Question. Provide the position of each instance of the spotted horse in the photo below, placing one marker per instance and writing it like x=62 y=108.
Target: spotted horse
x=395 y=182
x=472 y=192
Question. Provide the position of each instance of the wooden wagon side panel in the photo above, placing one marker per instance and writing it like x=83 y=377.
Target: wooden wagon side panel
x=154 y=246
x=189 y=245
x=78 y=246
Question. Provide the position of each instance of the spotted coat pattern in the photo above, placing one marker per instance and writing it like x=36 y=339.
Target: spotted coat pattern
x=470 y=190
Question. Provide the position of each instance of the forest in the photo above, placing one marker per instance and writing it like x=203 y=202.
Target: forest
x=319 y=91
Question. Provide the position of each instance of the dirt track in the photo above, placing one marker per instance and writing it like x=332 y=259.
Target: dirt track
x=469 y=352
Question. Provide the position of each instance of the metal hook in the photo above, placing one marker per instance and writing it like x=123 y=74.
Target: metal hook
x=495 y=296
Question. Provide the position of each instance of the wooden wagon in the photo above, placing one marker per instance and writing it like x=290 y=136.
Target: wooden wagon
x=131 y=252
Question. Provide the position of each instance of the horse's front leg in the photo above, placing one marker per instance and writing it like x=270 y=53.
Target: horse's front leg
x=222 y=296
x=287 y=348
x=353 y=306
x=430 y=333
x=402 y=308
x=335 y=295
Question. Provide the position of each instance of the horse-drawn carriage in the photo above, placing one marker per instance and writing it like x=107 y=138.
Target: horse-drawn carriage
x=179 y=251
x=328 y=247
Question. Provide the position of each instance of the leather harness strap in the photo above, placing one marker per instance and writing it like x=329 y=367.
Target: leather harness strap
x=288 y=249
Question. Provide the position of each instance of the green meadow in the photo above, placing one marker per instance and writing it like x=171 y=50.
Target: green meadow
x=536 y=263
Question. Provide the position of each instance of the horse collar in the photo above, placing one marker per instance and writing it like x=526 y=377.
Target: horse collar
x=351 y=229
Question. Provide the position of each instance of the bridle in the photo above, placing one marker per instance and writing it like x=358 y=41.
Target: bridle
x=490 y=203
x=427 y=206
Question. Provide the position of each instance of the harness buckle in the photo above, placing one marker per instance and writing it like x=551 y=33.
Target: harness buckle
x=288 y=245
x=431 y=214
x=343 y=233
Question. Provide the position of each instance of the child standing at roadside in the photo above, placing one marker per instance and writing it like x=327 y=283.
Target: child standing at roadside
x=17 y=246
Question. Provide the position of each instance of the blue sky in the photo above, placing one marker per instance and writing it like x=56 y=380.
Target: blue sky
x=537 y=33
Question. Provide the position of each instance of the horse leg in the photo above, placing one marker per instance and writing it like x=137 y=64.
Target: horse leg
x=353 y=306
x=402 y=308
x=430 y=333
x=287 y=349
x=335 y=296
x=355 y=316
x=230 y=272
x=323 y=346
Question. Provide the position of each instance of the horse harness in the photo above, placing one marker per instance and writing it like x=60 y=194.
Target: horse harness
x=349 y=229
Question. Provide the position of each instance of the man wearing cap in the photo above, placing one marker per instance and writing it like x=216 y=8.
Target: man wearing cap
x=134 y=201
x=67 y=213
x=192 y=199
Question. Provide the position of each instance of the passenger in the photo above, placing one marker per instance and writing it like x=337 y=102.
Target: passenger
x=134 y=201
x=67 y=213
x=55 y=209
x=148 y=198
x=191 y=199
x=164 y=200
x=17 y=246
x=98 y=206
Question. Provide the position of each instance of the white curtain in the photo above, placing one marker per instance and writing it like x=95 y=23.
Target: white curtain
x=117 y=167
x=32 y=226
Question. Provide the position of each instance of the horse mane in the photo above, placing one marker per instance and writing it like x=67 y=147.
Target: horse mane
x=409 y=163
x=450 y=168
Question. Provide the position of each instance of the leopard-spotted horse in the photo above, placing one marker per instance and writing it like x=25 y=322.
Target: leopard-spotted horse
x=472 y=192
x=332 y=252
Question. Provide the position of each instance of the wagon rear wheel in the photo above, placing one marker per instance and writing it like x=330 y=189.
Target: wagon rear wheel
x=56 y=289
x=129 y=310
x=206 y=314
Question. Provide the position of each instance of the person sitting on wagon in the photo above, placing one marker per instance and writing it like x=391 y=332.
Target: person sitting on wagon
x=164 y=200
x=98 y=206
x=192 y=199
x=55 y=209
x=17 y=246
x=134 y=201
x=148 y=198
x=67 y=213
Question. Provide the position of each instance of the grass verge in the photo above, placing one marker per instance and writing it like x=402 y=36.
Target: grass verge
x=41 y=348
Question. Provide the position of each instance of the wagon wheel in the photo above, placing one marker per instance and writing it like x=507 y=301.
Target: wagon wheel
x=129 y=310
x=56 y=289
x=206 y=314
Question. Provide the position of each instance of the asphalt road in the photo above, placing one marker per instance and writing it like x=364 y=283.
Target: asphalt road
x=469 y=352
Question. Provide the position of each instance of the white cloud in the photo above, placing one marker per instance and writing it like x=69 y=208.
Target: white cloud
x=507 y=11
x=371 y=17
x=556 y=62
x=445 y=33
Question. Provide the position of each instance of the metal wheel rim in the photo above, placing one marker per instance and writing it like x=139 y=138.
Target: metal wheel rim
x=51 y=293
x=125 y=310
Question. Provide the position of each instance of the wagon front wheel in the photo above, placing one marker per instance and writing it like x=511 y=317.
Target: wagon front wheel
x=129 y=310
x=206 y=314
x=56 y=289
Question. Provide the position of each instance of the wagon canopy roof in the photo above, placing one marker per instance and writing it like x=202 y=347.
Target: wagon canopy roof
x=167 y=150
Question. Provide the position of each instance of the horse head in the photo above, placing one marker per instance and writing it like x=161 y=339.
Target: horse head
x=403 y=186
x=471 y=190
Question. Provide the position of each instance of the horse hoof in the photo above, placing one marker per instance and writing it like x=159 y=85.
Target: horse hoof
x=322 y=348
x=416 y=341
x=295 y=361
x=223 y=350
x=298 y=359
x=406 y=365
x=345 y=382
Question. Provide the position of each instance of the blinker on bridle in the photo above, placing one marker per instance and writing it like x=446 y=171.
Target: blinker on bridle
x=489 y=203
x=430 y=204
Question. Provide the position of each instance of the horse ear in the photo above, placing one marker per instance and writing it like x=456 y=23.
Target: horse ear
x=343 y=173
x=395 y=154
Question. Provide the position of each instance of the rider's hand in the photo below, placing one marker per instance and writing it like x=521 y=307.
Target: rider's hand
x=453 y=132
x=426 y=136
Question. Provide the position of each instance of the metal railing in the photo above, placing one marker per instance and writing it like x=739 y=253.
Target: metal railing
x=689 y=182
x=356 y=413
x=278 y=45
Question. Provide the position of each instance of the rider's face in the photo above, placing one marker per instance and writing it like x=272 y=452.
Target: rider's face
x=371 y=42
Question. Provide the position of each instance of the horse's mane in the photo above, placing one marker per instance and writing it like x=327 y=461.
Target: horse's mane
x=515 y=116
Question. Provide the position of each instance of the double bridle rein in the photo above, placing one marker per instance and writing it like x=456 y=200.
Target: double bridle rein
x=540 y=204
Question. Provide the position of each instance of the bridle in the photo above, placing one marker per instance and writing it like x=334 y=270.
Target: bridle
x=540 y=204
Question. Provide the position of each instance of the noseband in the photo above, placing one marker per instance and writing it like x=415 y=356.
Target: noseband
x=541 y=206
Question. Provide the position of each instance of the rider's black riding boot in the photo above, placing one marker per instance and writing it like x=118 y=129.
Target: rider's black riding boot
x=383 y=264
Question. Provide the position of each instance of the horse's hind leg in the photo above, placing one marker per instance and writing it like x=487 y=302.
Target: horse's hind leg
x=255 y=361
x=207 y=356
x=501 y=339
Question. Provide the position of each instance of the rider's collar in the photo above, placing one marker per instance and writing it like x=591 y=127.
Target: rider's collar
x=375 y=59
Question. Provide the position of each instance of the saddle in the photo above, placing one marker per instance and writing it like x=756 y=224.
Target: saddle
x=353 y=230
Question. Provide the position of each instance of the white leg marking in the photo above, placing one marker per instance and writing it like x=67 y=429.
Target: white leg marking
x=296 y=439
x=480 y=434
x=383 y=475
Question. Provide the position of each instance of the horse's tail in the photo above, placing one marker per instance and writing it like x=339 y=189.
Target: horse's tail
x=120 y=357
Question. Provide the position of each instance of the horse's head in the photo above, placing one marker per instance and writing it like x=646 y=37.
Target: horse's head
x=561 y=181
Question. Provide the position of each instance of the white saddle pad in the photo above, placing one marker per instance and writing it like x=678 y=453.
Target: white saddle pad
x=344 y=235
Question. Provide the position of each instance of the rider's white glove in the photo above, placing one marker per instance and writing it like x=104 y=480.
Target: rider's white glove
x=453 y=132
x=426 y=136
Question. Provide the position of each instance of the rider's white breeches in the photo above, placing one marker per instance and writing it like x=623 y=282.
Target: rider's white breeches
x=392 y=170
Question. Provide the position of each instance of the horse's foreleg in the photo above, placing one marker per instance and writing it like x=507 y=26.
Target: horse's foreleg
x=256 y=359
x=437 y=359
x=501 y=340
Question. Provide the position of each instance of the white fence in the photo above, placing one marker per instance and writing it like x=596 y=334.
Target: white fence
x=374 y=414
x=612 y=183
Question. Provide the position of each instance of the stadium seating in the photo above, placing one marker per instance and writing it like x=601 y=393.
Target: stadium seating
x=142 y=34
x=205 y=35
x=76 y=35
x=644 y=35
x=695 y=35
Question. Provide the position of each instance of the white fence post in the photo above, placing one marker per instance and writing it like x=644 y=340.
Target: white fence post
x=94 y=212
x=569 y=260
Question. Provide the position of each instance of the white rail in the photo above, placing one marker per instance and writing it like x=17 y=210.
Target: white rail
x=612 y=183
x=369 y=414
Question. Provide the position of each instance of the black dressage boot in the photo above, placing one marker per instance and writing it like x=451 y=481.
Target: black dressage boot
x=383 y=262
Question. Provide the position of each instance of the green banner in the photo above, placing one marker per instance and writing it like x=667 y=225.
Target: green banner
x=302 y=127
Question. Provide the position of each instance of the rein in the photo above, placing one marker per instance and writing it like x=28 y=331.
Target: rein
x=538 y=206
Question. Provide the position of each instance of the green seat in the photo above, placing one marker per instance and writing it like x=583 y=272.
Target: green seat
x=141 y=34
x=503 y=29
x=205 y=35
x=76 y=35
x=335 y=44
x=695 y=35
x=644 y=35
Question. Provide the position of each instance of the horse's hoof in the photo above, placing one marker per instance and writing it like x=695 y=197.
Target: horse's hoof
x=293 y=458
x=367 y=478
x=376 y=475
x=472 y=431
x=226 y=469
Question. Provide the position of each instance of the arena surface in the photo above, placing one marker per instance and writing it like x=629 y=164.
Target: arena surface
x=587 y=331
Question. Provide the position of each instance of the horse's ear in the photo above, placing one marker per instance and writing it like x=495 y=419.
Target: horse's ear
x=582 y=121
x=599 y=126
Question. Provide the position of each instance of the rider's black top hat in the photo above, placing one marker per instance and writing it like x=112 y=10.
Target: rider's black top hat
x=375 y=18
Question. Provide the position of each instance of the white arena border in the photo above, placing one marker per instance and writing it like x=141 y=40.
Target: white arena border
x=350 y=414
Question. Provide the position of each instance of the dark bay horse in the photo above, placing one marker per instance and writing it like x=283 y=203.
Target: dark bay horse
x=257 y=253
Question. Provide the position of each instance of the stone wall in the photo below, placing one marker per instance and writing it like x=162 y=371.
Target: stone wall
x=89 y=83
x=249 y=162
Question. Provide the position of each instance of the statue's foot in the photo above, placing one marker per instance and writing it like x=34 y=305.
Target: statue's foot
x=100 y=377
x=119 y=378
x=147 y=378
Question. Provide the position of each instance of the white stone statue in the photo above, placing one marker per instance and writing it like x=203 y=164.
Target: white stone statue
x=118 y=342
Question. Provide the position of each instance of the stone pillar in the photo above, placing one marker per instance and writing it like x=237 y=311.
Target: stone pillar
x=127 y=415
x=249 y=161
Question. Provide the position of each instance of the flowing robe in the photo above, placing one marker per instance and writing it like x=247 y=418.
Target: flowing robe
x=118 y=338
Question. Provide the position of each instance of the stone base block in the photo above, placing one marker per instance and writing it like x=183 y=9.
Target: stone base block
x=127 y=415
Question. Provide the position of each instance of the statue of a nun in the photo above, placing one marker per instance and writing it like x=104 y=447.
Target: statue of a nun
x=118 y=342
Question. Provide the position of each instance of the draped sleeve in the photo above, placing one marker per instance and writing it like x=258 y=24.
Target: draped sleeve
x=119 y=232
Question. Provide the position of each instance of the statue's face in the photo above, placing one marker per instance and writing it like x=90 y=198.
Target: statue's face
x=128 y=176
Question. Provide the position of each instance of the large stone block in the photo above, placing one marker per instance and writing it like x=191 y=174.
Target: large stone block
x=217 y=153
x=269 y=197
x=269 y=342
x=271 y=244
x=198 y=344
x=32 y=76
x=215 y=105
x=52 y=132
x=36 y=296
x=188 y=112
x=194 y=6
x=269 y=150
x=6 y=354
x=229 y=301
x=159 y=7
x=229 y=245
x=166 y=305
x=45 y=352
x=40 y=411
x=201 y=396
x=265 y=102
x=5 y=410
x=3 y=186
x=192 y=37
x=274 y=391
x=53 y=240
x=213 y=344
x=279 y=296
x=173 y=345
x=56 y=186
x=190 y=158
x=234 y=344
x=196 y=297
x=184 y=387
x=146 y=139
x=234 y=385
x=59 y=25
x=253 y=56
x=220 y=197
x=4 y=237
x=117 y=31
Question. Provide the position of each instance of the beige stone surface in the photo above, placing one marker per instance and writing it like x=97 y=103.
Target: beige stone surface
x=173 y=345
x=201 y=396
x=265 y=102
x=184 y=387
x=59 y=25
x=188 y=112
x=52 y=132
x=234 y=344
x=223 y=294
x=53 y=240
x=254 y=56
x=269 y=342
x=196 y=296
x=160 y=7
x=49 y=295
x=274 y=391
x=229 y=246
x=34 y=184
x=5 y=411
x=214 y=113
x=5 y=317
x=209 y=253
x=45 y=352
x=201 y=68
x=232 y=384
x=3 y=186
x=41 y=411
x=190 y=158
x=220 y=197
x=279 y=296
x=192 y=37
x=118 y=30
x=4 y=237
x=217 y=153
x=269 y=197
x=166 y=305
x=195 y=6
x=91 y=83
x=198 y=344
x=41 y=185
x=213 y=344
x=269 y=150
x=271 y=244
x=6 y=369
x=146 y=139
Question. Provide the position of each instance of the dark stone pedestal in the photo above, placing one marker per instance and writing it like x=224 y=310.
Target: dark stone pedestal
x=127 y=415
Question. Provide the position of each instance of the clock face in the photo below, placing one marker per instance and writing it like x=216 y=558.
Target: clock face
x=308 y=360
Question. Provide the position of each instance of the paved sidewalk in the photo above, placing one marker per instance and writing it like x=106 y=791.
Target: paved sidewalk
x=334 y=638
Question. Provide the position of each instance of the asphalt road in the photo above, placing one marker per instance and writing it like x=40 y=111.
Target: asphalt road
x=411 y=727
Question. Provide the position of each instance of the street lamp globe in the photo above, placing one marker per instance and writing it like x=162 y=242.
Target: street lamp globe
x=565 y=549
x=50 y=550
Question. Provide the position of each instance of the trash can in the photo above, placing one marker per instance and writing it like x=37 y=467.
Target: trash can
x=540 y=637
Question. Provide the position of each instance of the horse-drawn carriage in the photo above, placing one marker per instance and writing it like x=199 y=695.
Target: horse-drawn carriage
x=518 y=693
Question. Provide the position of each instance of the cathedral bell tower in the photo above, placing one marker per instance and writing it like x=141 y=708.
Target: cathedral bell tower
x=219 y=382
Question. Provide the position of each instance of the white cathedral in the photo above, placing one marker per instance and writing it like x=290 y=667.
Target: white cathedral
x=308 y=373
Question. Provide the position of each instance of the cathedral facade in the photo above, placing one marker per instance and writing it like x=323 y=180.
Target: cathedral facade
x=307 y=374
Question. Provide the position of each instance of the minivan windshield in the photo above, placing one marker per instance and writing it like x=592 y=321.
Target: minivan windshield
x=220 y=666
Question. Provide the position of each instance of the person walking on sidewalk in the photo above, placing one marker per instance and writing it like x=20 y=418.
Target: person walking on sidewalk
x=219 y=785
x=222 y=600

☆ ☆ ☆ ☆ ☆

> _INSTRUCCIONES Y REQUISITOS_
Reescribe las entradas desde la línea que contiene "like x=507 y=26." hasta la línea que contiene "x=569 y=260", ambas incluidas, sustituyendo "stadium" por "grandstand" y dejando todo lo demás igual.

> _SALIDA DEL EJERCICIO_
Question. Provide the position of each instance of the horse's foreleg in the photo above, placing one marker per instance and writing it like x=507 y=26.
Target: horse's foreleg
x=256 y=359
x=437 y=359
x=501 y=340
Question. Provide the position of each instance of the white fence in the photo above, placing one marker per instance and writing it like x=596 y=334.
Target: white fence
x=374 y=414
x=612 y=183
Question. Provide the position of each instance of the grandstand seating in the photo above, placing one marker per instance and writing it like x=601 y=393.
Target: grandstand seating
x=142 y=34
x=205 y=35
x=76 y=35
x=644 y=35
x=695 y=35
Question. Provide the position of each instance of the white fence post in the photo above, placing one marker per instance and writing it like x=644 y=340.
Target: white fence post
x=94 y=212
x=569 y=260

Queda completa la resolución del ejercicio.